_READING PASSAGE_
The scam artists are at it again.
Due to a recent influx of reported Internal Revenue Service tax scam calls, the Yavapai County Sheriff’s Office is reissuing updated informational warnings shared late last year. Almost daily, YCSO employees are receiving the scam calls, spokesman Dwight D’Evelyn said.
The most common complaint involves scam artists acting as IRS agents and calling to demand money or indicate a tax refund is due as a means to obtain personal information. When the scammer claims an overdue tax payment, they will demand the taxpayer send cash via prepaid debit cards or iTunes gift cards. The calls are intimidating because many times the scammers are able to share specific knowledge they have regarding taxpayer identification in order to appear more convincing.
“Some victims are also reporting that suspects are making threats if there is a refusal to cooperate,” D’Evelyn said. “These so-called IRS agents claim a ‘warrant will be issued for your arrest’ or the local police will be sent to your home if you do not comply immediately. Neither will ever happen. Please report such calls to your local law enforcement agency.”

_DATASET CONTENT_
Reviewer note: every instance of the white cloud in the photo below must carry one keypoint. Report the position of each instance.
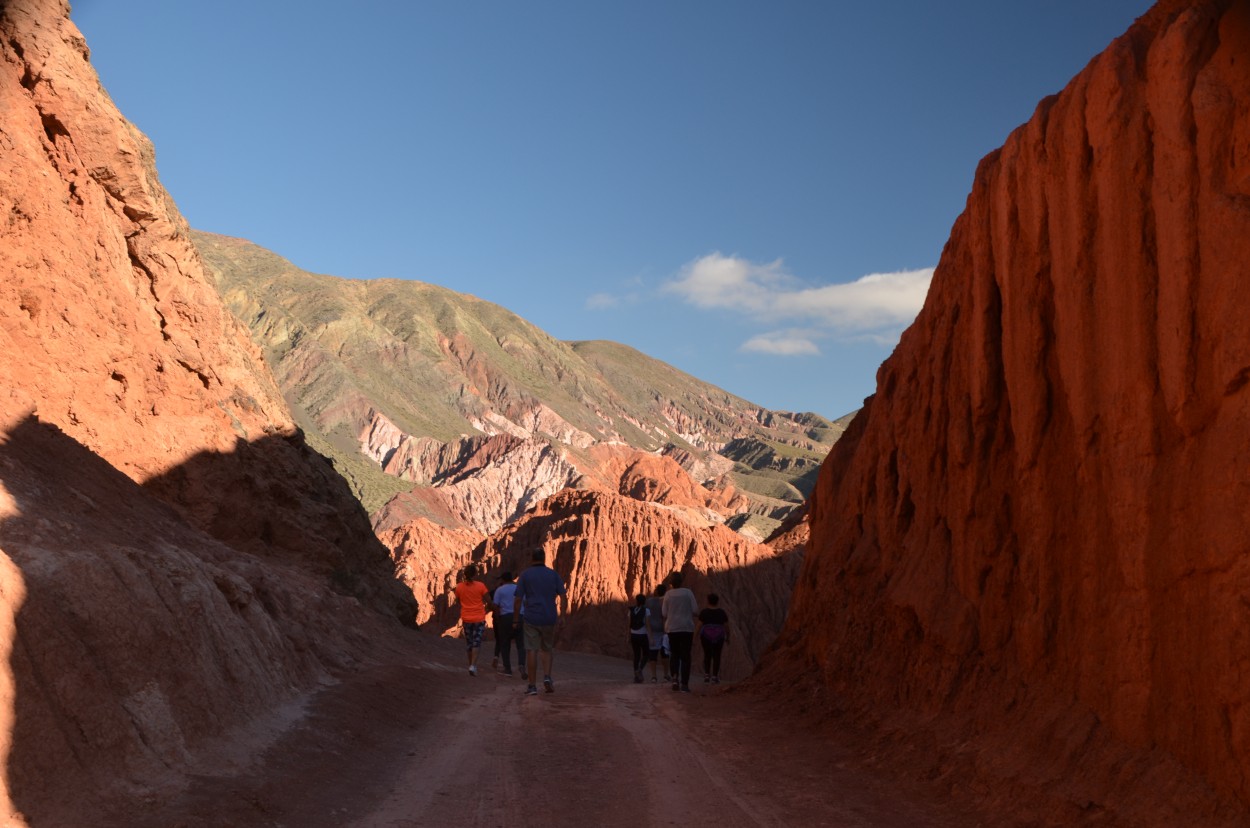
(876, 307)
(601, 302)
(780, 343)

_TASKS_
a: In the scam warning, how do the callers want taxpayers to send cash?
b: What claims do the fake IRS agents make to the people they call, according to the scam warning? List each one.
c: Summarize the scam warning in two sentences.
Answer from the text alone, not from the lines.

_ANSWERS TO THE EXERCISES_
a: They demand it via prepaid debit cards or iTunes gift cards.

b:
- A tax refund is due.
- A tax payment is overdue.
- A warrant will be issued for the person's arrest.
- Local police will be sent to the person's home if they do not comply immediately.

c: Because of a recent influx of reported IRS tax scam calls, the Yavapai County Sheriff's Office is reissuing warnings about callers who pose as IRS agents and demand money or say a refund is due in order to obtain personal information. The scammers often share specific taxpayer identification details and threaten arrest or a police visit, but according to spokesman Dwight D'Evelyn neither will happen, and such calls should be reported to local law enforcement.